> _Soal Tugas 1_: Ringkas paragraf teks tentang tujuan pendidikan nasional yang diawali "Jika kita kaitkan dengan tujuan pendidikan nasional" menjadi versi yang lebih singkat, tanpa menghilangkan fakta-fakta utamanya.

Jika kita kaitkan dengan tujuan pendidikan nasional yang tertuang dalam Undang-Undang No. 20, Tahun 2003. Pasal 3, maka dapat dipastikan tujuan tersebut tidaklah akan pernah terwujud jika semua guru terlanjur merasa tidak memiliki keleluasan dan takut dalam mengambil sebuah kebijakan atau tindakan yang harus diberikan kepada peserta didiknya dalam rangka melaksanakan tugasnya sebagai agen pembelajaran dan pendidikan yang harus membentuk perilaku peserta didiknya menjadi insan yang berilmu dan berahlak mulia (bermoral baik). Dengan banyaknya kasus dan masalah yang menimpa guru diatas sepertinya ada masalah dalam sistem pendidikan kita.

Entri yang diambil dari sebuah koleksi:
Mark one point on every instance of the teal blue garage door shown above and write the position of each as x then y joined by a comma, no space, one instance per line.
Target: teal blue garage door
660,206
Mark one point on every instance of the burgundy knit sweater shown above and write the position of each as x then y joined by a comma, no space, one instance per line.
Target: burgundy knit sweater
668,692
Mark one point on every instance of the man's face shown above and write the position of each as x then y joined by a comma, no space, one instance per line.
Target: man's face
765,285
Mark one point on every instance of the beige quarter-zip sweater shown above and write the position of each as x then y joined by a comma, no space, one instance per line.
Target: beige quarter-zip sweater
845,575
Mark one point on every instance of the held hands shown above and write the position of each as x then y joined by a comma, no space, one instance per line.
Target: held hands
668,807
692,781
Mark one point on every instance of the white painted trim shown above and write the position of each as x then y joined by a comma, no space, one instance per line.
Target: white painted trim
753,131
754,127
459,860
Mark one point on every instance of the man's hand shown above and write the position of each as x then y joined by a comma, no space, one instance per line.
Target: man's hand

> _Soal Tugas 2_: Skalakan ulang baris-baris data mulai dari baris yang memuat "Mark one point on every instance of the held" sampai dengan baris terakhir data, termasuk kedua baris itu. Tuliskan kembali semua baris tersebut beserta permintaannya, dengan setiap koordinat pada jawaban dikalikan 2,15 lalu dibulatkan ke bilangan bulat (nilai setengah dibulatkan ke atas).

> _Jawaban 1_: Tujuan pendidikan nasional dalam Undang-Undang No. 20 Tahun 2003 Pasal 3 dipastikan tidak akan terwujud jika guru merasa tidak leluasa dan takut mengambil kebijakan atau tindakan terhadap peserta didiknya. Padahal, sebagai agen pembelajaran dan pendidikan, guru harus membentuk perilaku peserta didik agar berilmu dan bermoral baik. Banyaknya kasus yang menimpa guru menandakan adanya masalah dalam sistem pendidikan kita.

> _Jawaban 2_:
Mark one point on every instance of the held hands shown above and write the position of each as x then y joined by a comma, no space, one instance per line.
Target: held hands
1436,1735
1488,1679
Mark one point on every instance of the white painted trim shown above and write the position of each as x then y joined by a comma, no space, one instance per line.
Target: white painted trim
1619,282
1621,273
987,1849
Mark one point on every instance of the man's hand shown above and write the position of each as x then y joined by a comma, no space, one instance per line.
Target: man's hand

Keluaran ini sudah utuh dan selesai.